BEGIN PASSAGE

# New aquarium plumbing question



## MriGuy85 (Aug 29, 2013)

Building some new plumbing. Will need to use PVC cement. Since it only contacts the PVC an I plan on using as little as possible, how long should I wait before using the plumbing?


----------



## coralbandit (Jul 29, 2012)

I just did some PVC plumbing in the last couple of weeks!Use the cement(and cleaner) as you normally would(don't be thin).Let it dry for as long as you can,for me it was 1 hour.Then rinse and soak it in warm water for a 1/2 hr.Then rinse again and you should be good to go.Smell it (if you're high out of your head already from it) and see if it seems ok.I rushed the whole proceedure with my 180g(replacing pump with DC) and therefore installed a large bag of activated carbon for safety.I left it in for 1 week.
The next week I did the same on my 120 reef(from NJ) but didn't feel the need for carbon so just installed(maybe soaked a little longer).The first one was a lot more piping(from basement to livingroom,but the second was shorter so it rinsed well and had no smell.)
I have had no problems with either tanks 1 and 2 weeks later.


----------



## MriGuy85 (Aug 29, 2013)

This is plumbing going from the canister to the tank and back (customflo kit)...still ok?


----------



## coralbandit (Jul 29, 2012)

If you're using regular PVC it should be the same?Rinse it good if you can't soak it after glue dries and add some carbon to the filter for a week or so.
Better yet (if you have the time) glue and hook it all up and run the filter into a bucket for awhile(1hour or so) this should replace rinsing and soaking easily.
Don't permanently attach to filter use a union or some form of fitting that will allow at least partial disassembly.


----------



## MriGuy85 (Aug 29, 2013)

Thanks! I have all the pieces glued together for the intake and output plumbing. They're outside drying now. Will let them sit for about an hour. Then I'm going to let them soak in the bathtub for about an hour. I assume this is to facilitate the process of removing chemicals from the glue? There was some overflow because I followed suggestions and didn't skimp on the glue...I mean, I didn't over do it. I've glued PVC before, just not for an aquarium, so I used just enough to mate the parts. Anyways, there is some extra that I assume once dried shouldn't be a problem. I have one large bag of charcoal left. I might just wait until I get home from work tomorrow to put it all together. That way the glue is 100% dry, has soaked, and I can go grab some more charcoal bags. I won't be up long enough to enjoy it anyways once everything has dried and soaked. 

As always thanks for your help.


----------



## MriGuy85 (Aug 29, 2013)

Good lord! That was a huge pain in the A**!

First let me say this: canister filters that have a prime button or are self priming--do not try that with this customflo kit. It does not work. I spent about 30 minutes priming...and priming...and priming...you get the idea. It did nothing. Remembered reading that the top of the intake U-tube has a cap on it....so you can prime it. I'm still a newbie so I had no clue what to do with it until I got so worn out from priming my canister, that I decided to fill the tube with water, cap it, prime the canister once then QUICK! PLUG IT IN!

It churned, and sloshed, and struggled, then worked!!! Then churned, struggled, sloshed, and worked for good this time.

END PASSAGE
BEGIN DATASET SECTION

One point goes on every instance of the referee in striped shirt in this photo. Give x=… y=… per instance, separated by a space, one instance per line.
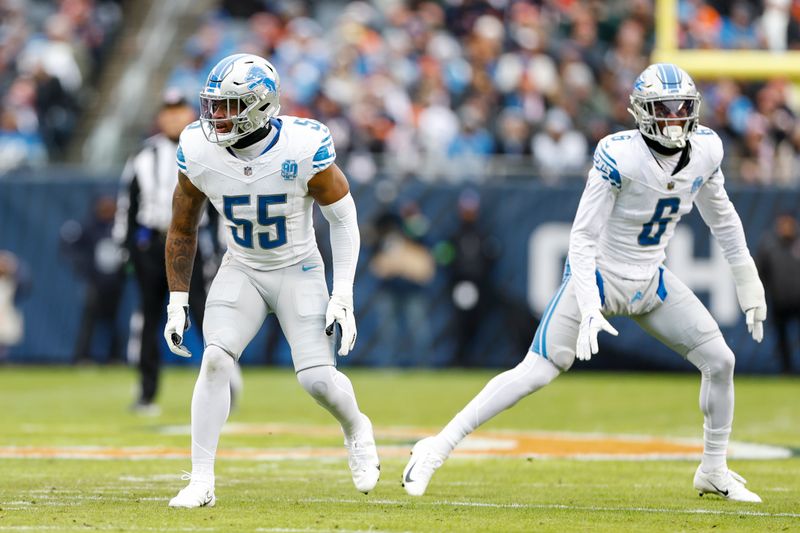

END DATASET SECTION

In the aquarium plumbing thread, how long did coralbandit leave the bag of activated carbon in after rushing the work on the 180g tank? This data has no connection to the aquarium plumbing thread.

One week.